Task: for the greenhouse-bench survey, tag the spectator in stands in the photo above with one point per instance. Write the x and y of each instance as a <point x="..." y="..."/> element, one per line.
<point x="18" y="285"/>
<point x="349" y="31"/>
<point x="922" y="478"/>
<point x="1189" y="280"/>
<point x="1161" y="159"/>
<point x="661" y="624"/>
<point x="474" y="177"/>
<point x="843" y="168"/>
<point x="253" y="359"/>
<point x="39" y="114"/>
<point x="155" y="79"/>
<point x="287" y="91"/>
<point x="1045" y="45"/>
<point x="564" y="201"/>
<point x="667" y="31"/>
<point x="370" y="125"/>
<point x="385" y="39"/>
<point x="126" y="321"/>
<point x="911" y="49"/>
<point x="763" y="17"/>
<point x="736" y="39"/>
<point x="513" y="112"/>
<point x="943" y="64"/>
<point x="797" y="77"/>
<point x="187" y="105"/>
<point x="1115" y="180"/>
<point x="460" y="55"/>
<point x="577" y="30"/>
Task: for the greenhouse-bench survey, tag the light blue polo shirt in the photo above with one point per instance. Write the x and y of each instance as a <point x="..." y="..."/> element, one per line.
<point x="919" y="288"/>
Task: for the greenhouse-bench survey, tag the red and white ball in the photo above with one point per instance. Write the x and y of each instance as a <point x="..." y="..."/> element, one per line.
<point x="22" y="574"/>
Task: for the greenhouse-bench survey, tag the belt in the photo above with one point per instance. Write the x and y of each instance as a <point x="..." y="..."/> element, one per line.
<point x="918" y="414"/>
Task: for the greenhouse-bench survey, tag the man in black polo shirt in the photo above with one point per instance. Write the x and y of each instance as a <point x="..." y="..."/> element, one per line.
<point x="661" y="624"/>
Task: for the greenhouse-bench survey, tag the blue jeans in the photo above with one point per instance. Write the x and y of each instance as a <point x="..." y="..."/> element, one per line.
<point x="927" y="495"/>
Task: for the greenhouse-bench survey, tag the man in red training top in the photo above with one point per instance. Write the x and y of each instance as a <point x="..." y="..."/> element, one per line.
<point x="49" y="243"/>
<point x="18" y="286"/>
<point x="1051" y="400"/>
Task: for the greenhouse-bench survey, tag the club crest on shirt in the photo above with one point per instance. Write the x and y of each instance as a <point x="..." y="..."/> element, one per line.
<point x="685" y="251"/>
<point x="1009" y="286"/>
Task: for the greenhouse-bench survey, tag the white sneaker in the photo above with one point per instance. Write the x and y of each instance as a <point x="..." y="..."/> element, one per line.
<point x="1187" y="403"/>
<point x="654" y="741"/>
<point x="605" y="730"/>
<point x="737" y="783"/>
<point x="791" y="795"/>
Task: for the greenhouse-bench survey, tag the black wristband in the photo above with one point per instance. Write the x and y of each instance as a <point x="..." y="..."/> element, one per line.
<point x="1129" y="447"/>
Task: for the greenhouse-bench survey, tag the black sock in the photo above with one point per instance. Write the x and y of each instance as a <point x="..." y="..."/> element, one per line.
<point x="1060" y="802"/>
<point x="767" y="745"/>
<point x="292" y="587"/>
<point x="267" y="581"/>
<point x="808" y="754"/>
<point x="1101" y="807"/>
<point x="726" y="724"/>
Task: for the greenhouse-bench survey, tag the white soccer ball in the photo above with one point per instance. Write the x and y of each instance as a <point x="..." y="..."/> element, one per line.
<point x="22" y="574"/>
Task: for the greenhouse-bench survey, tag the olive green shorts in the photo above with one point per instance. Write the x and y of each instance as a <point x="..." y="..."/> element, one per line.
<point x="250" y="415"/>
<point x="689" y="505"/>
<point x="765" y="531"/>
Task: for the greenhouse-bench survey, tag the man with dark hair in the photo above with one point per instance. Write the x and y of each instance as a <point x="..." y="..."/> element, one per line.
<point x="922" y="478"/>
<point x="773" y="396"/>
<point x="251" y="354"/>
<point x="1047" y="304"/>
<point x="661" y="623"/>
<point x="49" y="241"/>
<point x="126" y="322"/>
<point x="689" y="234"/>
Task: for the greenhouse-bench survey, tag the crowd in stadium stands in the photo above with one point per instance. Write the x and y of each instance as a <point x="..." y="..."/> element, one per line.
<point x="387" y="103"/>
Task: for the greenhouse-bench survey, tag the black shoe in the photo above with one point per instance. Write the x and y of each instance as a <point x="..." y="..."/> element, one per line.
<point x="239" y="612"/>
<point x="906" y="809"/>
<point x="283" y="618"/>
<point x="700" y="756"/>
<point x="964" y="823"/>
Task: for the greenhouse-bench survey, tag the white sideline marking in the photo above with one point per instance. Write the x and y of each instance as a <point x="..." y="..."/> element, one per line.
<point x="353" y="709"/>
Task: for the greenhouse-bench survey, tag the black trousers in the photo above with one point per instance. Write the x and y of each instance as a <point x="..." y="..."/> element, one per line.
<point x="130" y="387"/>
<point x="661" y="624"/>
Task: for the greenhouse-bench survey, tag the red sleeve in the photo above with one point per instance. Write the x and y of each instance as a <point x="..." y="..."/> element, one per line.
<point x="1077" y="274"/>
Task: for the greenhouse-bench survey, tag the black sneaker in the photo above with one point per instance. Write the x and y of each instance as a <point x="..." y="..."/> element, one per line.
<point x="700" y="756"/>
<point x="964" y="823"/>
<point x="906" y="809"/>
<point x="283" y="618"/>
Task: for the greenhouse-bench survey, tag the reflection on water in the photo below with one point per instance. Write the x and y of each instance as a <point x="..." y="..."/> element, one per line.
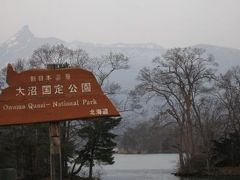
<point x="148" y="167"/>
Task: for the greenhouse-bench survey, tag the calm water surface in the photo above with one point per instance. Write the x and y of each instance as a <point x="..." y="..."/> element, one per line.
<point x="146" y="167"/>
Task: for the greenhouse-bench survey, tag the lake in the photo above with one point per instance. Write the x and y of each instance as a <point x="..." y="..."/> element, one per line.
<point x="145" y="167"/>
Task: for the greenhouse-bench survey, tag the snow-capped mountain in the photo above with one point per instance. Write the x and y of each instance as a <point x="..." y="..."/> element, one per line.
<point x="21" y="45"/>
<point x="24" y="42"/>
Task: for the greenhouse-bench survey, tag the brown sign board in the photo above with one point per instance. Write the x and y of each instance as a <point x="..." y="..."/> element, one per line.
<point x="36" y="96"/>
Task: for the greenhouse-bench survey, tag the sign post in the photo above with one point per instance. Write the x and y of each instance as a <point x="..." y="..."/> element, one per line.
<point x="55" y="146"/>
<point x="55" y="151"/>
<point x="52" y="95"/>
+++
● **EXERCISE DESCRIPTION**: No pictures belong in the output. It should reproduce exactly the lines from the one containing "Task: for the greenhouse-bench survey, tag the black sneaker" through the end of the data, both ends included.

● **TASK RESPONSE**:
Task: for the greenhouse-bench survey, tag the black sneaker in the photo above with one point per instance. Write the x and y of each instance as a <point x="..." y="..."/> element, one per line.
<point x="700" y="756"/>
<point x="964" y="823"/>
<point x="906" y="809"/>
<point x="283" y="618"/>
Task: for the greenhouse-bench survey, tag the reflection on water in the photo below with one point per instance. Write the x and y of each instance as a <point x="..." y="..."/> element, one per line.
<point x="148" y="167"/>
Task: for the greenhouse-bench survey, tag the calm water surface in the photo above with one point per instance. Write the x and y of each instance as a <point x="..." y="..."/> element, one per line.
<point x="146" y="167"/>
Task: for the greenhouse-bench survey, tag the lake in the photo above with one point per instance. Write the x and y of each instance as a <point x="..." y="..."/> element, one per line.
<point x="145" y="167"/>
Task: for the greenhouse-bench survey, tag the snow-capped mountain in the photo above with one point per instance. Write the x and y of each instance as a <point x="..." y="..."/> element, one per line.
<point x="21" y="45"/>
<point x="24" y="42"/>
Task: for the greenhouse-bench survey, tag the brown sign board in the photo above with one point per instance. Write the x and y of each instance as a <point x="..." y="..."/> element, one per line.
<point x="36" y="96"/>
Task: for the greenhouse-bench survey, tag the sign post in the photo above with one point per instance. Write the x and y of each instance as a <point x="..." y="..."/> element, one per line.
<point x="55" y="146"/>
<point x="55" y="151"/>
<point x="52" y="95"/>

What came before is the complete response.